* **What to work on**:
Down to the last character, repeat the data that follows.
.....
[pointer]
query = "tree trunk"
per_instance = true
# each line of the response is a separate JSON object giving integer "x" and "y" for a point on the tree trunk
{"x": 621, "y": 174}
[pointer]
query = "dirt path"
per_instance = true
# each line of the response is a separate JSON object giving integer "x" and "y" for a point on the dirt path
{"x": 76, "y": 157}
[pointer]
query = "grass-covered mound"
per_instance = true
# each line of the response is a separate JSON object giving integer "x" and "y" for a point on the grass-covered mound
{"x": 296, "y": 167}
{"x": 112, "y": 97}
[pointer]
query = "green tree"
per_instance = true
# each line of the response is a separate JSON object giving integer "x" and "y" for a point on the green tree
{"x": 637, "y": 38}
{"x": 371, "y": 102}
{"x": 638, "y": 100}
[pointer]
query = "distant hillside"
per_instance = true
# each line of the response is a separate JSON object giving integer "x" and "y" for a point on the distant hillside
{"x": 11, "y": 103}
.....
* **Response area**:
[pointer]
query = "tree trunk"
per_instance = true
# each line of the response is a separate JSON object giving integer "x" and "y" for a point on the tree trunk
{"x": 621, "y": 174}
[pointer]
query = "dirt path"
per_instance = true
# each line of the response is a separate JSON object giving integer "x" and "y" for a point on the dirt path
{"x": 76, "y": 157}
[pointer]
query = "grass-covered mound"
per_instance = true
# each line of the response is a separate JSON object giving integer "x" and "y" for a point on the grass-covered mound
{"x": 296, "y": 167}
{"x": 112, "y": 97}
[pointer]
query = "green tree"
per_instance = true
# each line of the response is a separate JSON object giving integer "x" and "y" for a point on the green tree
{"x": 637, "y": 38}
{"x": 371, "y": 102}
{"x": 638, "y": 100}
[pointer]
query = "distant hillside"
per_instance = true
# each line of the response is a separate JSON object giving integer "x" and "y" for a point on the distant hillside
{"x": 11, "y": 103}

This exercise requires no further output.